Ну, бордель. Но взятка, вернее, презент, двинул дело, и через три часа мы воспарили.
                К тому времени, благодаря некоторым проверяющим высокого ранга, посадки на короткую полосу «Тушкам» ограничили, и нам пришлось садиться на длинную. Я озадачил Колю: сесть точно на знаки. Преодолев ветровую раскачку над береговой чертой, он дожал машину чуть под глиссаду, прибрал режим и подвесил ее на газу перед самым торцом, пройдя его строго на 10 метров (если бы на 9.90 – то надо резать талон нарушений, а так – точно на 10!), еще прибрал режим и, под отсчет штурмана «пять, четыре, три, два, метр, метр, полметра!» – как только знаки подошли, стащил газы и чуть-чуть не добрал штурвал, на ту самую малость, которой и определяется мягкая посадка. Мы мягко шлепнулись с пяти сантиметров, но точнее расчета я не видел: вышеупомянутому «мастеру» только сопли вытереть. И Коля, сочась достоинством, не спеша притормозил.
                Заруливал на стоянку я, потому что машина с «балдой», а справа ручки управления нет… жаль, надо бы Коле потренироваться и в заруливании на стоянку разворотом под 135 градусов, ну, в другой раз… может машина без «балды" попадется, педалями…
                Экипаж уже ждал у стоянки с сумками. Увидел среди них Солодуна; сердце екнуло: не обгадиться бы с заруливанием на глазах у всех и, главное, Учителя… товар лицом… Подкрался, развернулся под 90, чуть протянул, довернулся, вполз по разметке, выровнял колеса,  тихо-тихо, как учили, остановил машину.
                Потом, после приветствий, украдкой зашел спереди, глянул, как стоит машина по разметке. Как из пушки! Удалось.
                Кому и что я доказываю? Не знаю. Себе.  Учителю. Ученику. Школе.

                Защищая на разборе того проверяющего, другой проверяющий, тоже высокого ранга, тоже в свое время «отличившийся», говорил:
                –  А  вы попробуйте: и рассчитать посадку, и мягко посадить, и реверс самому включить, и тормоза, и выдержать направление, и зарулить…
                Ну  так у меня вторые пилоты  сами все и делают. И мне не приходится в досаде говорить им:
                –  А ты…  чего там… сидел!

▶ **Предоставленные записи**

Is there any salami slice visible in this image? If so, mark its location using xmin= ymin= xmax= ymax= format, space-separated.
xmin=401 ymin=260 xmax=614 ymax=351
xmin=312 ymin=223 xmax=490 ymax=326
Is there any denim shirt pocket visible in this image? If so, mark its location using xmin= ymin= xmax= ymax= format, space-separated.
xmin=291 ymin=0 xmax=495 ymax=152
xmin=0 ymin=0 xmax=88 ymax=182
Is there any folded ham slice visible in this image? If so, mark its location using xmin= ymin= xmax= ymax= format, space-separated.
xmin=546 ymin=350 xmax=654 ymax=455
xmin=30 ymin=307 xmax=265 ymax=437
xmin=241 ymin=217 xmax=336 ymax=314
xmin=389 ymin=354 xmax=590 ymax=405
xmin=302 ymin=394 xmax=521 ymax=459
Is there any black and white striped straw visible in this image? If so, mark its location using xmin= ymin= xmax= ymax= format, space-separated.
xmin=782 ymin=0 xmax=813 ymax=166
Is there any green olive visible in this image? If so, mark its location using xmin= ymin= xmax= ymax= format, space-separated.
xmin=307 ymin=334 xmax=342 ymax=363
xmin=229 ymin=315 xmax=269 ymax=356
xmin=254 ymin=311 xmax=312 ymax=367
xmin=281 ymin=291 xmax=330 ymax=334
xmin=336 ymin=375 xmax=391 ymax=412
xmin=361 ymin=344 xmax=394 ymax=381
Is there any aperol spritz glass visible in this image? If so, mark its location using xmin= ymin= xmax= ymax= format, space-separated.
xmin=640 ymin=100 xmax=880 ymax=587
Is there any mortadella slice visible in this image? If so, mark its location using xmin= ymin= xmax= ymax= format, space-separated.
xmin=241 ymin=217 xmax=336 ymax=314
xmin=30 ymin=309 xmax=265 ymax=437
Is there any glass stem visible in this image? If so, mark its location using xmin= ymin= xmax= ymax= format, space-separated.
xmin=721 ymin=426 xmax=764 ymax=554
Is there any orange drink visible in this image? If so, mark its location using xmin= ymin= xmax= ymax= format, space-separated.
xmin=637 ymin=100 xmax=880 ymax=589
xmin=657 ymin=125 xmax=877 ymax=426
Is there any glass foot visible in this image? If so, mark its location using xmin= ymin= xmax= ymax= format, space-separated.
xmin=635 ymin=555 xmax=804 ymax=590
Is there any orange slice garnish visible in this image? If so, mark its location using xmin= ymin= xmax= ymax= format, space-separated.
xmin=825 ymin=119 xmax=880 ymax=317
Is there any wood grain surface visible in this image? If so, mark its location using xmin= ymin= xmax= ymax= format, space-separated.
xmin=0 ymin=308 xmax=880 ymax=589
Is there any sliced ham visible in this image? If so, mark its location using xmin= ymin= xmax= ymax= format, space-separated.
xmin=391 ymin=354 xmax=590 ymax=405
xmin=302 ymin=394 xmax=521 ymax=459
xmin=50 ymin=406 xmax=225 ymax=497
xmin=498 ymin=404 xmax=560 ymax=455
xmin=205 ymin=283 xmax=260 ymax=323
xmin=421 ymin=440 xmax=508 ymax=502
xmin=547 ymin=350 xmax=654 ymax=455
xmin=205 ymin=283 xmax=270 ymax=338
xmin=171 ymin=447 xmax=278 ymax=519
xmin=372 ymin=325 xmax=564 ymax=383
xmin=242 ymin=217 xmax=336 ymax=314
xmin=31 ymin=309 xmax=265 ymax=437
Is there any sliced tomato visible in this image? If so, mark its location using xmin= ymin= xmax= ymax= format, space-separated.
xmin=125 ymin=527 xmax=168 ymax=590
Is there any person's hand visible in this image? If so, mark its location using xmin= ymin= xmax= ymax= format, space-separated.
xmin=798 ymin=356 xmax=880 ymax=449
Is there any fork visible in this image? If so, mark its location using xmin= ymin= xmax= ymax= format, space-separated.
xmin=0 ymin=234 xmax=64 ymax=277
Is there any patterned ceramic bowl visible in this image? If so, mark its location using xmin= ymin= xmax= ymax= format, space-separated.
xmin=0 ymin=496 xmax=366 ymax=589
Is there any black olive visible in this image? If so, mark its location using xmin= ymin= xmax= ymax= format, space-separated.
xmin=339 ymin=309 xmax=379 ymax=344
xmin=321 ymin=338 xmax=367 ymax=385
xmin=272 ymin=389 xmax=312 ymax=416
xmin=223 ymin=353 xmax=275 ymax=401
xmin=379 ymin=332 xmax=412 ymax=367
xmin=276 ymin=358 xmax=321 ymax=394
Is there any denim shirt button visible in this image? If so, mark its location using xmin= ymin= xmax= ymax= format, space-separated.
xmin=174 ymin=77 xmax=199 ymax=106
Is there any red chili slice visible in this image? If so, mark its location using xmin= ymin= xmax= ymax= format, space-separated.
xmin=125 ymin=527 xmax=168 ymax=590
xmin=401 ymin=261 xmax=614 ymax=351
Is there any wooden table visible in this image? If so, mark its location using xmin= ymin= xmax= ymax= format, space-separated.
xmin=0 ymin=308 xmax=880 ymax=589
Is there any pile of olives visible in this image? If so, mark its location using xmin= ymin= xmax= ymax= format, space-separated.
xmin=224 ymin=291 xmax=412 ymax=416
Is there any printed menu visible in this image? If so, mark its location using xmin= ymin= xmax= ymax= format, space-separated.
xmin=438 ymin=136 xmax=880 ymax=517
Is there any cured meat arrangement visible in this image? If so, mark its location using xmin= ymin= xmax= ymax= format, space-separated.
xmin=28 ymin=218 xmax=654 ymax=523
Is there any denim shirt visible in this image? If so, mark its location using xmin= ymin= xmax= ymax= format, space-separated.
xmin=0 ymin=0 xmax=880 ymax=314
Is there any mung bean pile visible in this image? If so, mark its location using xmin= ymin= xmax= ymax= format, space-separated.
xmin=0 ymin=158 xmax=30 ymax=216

▶ **Условие задания**
Что отвечает выбранный отрывок на эти вопросы?
1. Через сколько времени экипаж поднялся в воздух?
2. На какую полосу пришлось садиться?
3. Кого рассказчик увидел среди экипажа у стоянки?
Записи здесь никакой роли не играют.

▶ **Решение задачи**
1. Через три часа.
2. На длинную.
3. Солодуна.